• **What is needed**:
Exactly the lines from the one containing "the thorn shown" through the end of the data below are to be reproduced, and nothing besides them.

• **Data for this task**:
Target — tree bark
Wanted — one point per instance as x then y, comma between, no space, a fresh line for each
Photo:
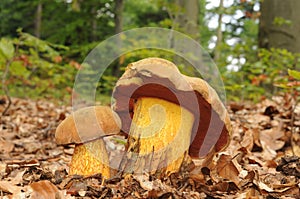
217,50
38,20
118,29
285,32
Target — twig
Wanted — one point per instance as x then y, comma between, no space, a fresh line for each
292,124
4,86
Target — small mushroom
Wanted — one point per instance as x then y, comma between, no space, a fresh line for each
85,128
167,115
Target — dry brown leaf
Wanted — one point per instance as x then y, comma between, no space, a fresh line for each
270,143
9,187
226,169
44,190
6,146
248,140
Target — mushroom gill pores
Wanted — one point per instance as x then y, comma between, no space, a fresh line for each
85,128
196,122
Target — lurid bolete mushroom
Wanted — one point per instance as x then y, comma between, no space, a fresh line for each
85,128
168,114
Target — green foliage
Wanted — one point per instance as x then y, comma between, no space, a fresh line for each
281,21
294,74
35,68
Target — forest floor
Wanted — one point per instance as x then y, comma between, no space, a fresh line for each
262,160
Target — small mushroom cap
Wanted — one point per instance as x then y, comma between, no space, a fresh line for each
87,124
155,77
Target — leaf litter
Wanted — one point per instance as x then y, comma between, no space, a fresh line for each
262,160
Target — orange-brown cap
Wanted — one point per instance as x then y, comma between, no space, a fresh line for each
155,77
88,124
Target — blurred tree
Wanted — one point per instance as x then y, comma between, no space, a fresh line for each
280,25
187,17
38,20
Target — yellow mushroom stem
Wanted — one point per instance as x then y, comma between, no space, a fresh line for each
90,158
159,135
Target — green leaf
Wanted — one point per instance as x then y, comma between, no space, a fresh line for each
295,74
7,48
18,69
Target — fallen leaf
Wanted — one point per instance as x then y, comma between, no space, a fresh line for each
270,143
226,168
9,187
44,189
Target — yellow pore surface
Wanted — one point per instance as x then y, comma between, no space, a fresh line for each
162,126
90,158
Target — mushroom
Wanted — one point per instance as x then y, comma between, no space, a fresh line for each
167,115
85,128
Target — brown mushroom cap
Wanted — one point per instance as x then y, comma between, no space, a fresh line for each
87,124
159,78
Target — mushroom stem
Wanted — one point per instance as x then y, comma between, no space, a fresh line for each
90,158
159,136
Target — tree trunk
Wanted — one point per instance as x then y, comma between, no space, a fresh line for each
217,50
118,29
38,20
280,25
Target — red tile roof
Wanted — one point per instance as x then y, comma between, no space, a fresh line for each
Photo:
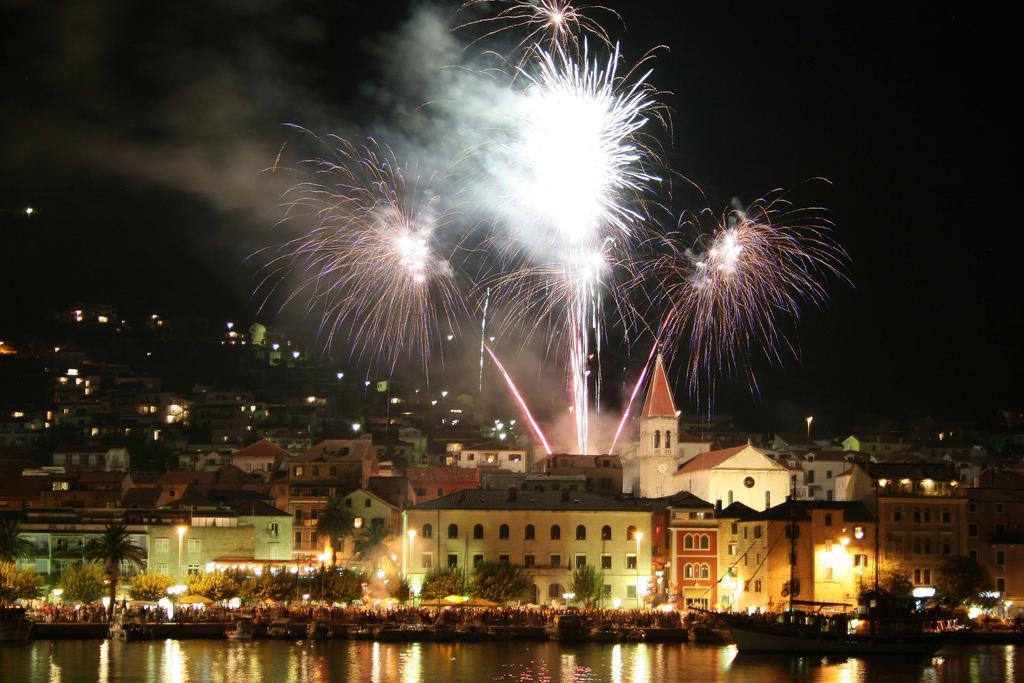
687,437
263,449
707,461
658,402
331,450
469,474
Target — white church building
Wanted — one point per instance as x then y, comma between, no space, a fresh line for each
666,462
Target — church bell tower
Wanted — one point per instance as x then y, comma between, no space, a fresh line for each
648,472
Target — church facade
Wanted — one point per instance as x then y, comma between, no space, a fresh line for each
665,461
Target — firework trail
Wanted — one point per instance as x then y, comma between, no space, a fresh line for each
483,333
580,173
369,264
550,25
520,400
726,296
638,385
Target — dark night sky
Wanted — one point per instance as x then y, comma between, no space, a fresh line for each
139,135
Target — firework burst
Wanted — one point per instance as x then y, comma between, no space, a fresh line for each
728,293
370,264
580,171
550,25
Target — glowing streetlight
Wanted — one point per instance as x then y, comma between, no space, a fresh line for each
409,555
639,537
181,537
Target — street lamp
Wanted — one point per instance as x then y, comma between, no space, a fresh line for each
181,537
638,536
324,557
409,555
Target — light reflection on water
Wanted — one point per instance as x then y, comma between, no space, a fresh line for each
307,662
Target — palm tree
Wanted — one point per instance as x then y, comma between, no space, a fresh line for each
370,544
114,547
336,522
11,545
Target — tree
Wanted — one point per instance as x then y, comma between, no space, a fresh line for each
343,586
217,586
500,582
17,584
82,583
588,584
371,544
440,583
336,522
278,587
150,586
961,581
12,546
398,589
114,548
894,580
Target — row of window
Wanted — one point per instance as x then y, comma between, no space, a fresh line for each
299,470
691,541
529,531
923,547
972,529
529,560
922,515
163,545
699,570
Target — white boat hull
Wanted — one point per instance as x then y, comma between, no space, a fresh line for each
769,639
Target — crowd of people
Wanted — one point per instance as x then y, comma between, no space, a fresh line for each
359,615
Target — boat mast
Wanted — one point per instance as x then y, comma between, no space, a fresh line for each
793,538
878,534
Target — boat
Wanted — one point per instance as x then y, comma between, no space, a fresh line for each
667,635
884,626
279,628
243,630
704,634
567,628
467,632
602,634
441,633
634,635
13,624
320,630
394,633
132,631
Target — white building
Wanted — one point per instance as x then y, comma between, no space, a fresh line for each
741,474
491,454
821,470
87,458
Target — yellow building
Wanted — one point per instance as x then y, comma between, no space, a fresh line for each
834,550
549,534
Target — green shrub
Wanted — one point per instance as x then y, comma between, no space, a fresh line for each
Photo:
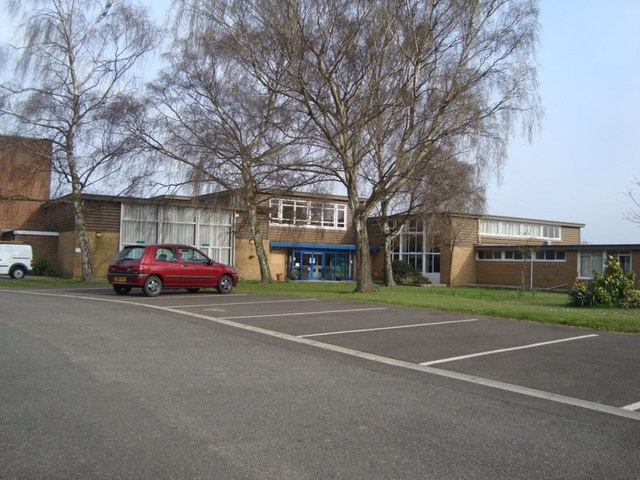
42,268
403,273
613,287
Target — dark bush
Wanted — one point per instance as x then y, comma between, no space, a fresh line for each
613,287
42,268
403,273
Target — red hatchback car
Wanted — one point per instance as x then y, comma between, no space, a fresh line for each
154,267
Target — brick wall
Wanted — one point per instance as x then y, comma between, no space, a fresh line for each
24,183
545,274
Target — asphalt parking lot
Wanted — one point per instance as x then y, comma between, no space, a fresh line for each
580,367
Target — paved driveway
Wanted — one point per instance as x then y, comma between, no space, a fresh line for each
580,367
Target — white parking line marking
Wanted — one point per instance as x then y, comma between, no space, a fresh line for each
633,407
387,328
294,314
242,303
491,352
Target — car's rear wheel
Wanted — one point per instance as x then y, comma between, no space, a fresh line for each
225,284
121,289
152,286
17,272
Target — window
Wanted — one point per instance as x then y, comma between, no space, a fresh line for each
489,255
410,246
166,255
594,261
590,262
551,255
191,255
302,213
625,261
522,255
514,255
505,228
210,230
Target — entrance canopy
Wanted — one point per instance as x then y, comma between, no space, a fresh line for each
314,261
311,246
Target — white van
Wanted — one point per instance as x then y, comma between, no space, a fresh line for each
15,259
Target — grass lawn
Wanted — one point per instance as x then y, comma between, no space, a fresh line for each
547,307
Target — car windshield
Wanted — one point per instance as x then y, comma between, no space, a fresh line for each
130,253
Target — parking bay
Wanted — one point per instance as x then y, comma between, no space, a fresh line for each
580,364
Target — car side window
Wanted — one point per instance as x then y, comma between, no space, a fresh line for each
166,254
191,255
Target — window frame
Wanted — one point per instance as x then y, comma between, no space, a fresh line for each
284,212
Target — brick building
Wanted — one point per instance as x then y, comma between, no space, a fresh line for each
305,235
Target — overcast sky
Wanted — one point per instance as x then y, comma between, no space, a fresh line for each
580,165
584,159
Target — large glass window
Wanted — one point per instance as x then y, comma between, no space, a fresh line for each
594,261
505,228
209,230
303,213
590,262
410,246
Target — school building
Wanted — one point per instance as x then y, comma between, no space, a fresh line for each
307,236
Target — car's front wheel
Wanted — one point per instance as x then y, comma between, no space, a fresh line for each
225,284
121,289
152,286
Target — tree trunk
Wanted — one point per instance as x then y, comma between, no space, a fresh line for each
254,223
388,268
364,281
83,238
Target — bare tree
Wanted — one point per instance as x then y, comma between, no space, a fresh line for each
408,76
228,129
75,60
634,216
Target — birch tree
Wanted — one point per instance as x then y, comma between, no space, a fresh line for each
72,65
410,77
208,113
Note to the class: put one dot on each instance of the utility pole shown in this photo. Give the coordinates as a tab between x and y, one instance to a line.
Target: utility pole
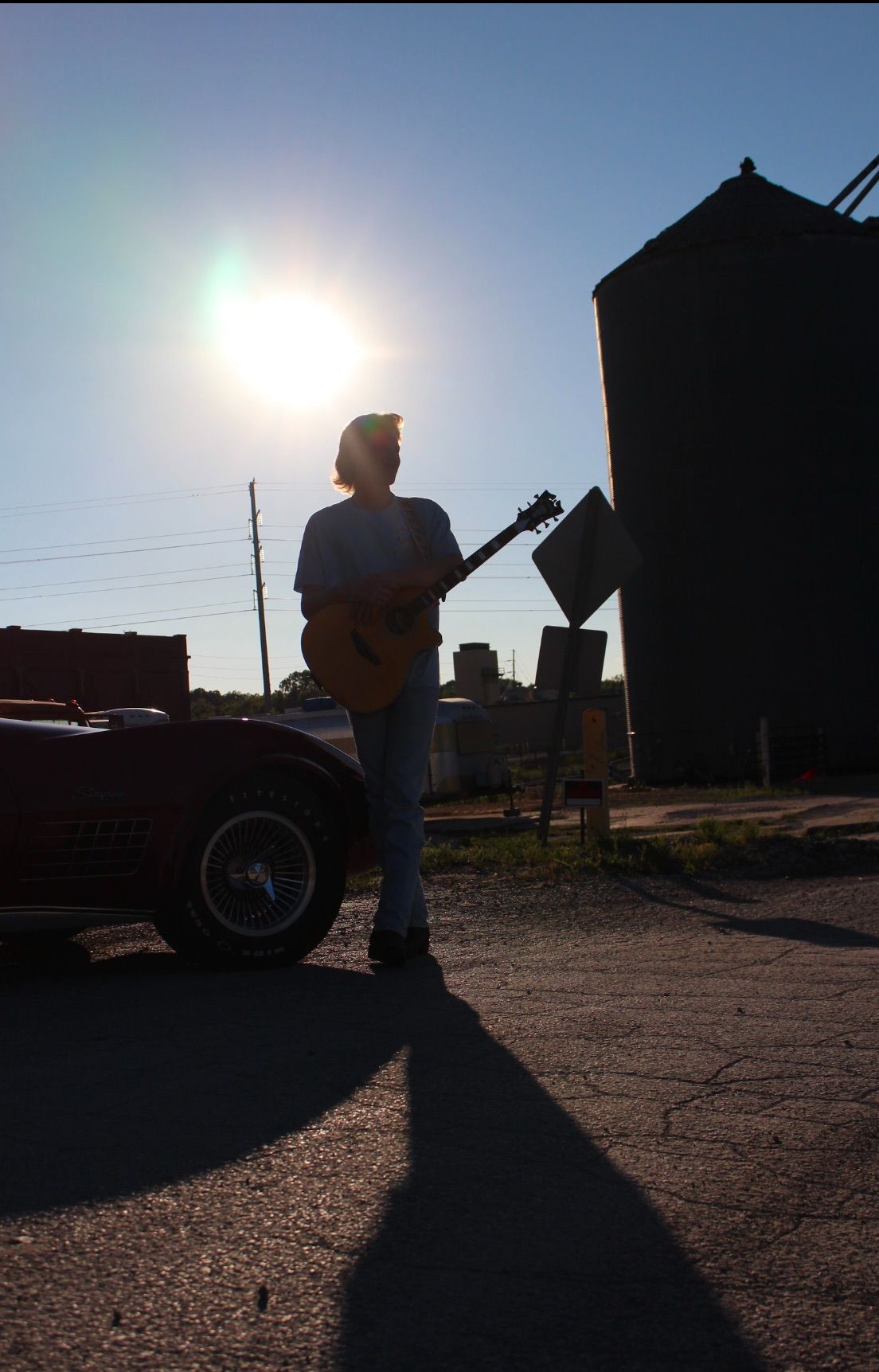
261	607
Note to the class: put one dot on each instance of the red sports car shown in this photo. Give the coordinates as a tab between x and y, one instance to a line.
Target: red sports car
232	836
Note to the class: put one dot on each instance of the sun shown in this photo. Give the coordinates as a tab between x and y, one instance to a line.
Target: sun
292	350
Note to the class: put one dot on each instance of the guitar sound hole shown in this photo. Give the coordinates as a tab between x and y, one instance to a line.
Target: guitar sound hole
400	620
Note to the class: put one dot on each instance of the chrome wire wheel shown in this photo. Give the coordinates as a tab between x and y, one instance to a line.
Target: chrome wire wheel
258	873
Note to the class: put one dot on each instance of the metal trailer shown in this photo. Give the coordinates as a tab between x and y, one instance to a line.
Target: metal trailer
740	393
464	757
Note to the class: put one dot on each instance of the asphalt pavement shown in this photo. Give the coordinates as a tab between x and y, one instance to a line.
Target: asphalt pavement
626	1125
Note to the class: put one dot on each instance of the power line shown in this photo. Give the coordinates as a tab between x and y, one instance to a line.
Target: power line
172	611
121	552
132	538
92	502
111	590
91	580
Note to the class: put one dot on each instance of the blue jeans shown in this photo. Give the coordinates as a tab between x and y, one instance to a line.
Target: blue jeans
393	747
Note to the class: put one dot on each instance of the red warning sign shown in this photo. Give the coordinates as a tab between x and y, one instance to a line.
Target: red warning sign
580	792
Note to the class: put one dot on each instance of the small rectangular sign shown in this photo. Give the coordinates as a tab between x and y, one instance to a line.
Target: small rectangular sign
580	792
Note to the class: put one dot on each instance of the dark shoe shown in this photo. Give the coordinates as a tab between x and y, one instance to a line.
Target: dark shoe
417	940
389	947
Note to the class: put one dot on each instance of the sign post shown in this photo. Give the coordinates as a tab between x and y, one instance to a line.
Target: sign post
583	561
596	764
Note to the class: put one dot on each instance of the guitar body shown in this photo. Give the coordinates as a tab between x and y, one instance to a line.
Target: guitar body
365	666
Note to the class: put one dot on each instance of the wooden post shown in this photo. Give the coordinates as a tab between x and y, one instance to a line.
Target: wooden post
584	565
596	768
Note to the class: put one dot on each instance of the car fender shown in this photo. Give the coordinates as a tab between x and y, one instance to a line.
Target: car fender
299	768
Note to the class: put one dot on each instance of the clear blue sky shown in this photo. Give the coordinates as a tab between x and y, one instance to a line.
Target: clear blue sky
453	178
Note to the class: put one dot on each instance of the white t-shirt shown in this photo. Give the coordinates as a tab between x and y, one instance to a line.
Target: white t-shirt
345	541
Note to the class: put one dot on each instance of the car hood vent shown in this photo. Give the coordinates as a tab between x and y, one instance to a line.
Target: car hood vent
87	848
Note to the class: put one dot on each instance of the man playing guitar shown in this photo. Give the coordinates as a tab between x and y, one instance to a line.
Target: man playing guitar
361	552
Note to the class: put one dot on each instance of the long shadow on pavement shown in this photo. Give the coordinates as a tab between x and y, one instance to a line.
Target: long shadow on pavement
514	1245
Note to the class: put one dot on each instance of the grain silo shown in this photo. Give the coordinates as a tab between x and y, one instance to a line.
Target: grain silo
740	371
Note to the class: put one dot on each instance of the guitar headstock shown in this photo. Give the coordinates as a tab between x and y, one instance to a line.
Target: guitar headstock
542	510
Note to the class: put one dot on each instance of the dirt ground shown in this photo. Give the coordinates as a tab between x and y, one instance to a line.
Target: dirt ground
848	804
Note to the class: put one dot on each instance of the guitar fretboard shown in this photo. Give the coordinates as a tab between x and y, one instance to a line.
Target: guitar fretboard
459	574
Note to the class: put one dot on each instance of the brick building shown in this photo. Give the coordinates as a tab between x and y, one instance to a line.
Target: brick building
100	671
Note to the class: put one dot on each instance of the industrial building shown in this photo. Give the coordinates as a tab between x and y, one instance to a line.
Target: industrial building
740	393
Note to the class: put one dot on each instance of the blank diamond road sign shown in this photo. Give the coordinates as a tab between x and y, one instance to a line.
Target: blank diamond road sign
609	563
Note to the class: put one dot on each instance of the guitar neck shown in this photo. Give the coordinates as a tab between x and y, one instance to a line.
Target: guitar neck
459	574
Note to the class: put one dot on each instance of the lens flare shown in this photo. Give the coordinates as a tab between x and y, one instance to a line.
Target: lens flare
292	350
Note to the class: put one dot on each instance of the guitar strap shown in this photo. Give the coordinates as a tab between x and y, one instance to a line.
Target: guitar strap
416	529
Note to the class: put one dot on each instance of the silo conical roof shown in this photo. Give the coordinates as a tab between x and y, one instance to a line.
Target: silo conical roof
746	206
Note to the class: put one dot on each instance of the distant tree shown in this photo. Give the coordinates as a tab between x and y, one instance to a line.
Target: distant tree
209	704
296	688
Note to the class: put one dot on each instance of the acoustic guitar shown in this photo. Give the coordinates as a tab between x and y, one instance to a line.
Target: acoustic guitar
365	666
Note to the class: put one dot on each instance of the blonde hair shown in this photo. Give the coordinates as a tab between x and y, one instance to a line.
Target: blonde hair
358	438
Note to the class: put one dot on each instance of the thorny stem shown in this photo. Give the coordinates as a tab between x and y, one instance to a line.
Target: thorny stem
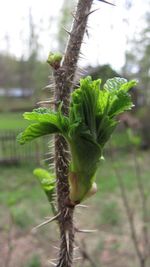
64	78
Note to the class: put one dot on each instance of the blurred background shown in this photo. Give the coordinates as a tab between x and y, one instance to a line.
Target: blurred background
117	43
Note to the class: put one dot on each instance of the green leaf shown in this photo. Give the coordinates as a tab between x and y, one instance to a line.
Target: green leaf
42	115
47	182
45	178
36	130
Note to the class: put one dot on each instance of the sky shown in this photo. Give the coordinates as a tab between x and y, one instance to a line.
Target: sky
109	30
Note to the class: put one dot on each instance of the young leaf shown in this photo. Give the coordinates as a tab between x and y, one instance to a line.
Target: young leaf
36	130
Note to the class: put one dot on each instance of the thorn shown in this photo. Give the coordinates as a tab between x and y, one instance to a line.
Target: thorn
46	102
52	263
46	222
84	231
66	212
55	247
67	31
106	2
78	258
49	86
67	240
91	12
81	206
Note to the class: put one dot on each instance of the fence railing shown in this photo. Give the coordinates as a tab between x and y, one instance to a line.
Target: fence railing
13	153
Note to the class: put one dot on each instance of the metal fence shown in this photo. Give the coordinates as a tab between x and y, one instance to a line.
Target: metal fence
13	153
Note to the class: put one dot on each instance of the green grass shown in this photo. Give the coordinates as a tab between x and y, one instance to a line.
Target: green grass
22	197
20	194
12	121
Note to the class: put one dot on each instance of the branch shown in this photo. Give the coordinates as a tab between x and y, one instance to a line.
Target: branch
64	78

• **Response to the exercise**:
Note to the class: put one dot on each instance of the thorn shown in this photo. Give the coordinates as a tab between x and y, one instance to a line.
Target: thorn
46	102
52	263
46	222
84	231
66	212
55	247
67	31
106	2
78	258
49	86
67	240
91	12
81	206
Note to the class: put one dot on each instance of the fence railing shown in this photo. Give the coordinates as a tab between x and y, one instance to a line.
Target: fence railing
13	153
Note to the class: put one dot on each instance of the metal fence shown in this photo. Give the coordinates as a tab between x and y, one instance to a line.
Target: metal fence
13	153
Note to the class: put one dot on each instance of the green grass shown in this photo. Give the coordinates as a tab between x and y, one instance to a line.
Target: green grass
22	197
20	194
12	121
Note to the class: put one dot on each instance of the branch shown in this photo. Give the coordinates as a tab between x and y, one instance to a line.
Target: branch
64	78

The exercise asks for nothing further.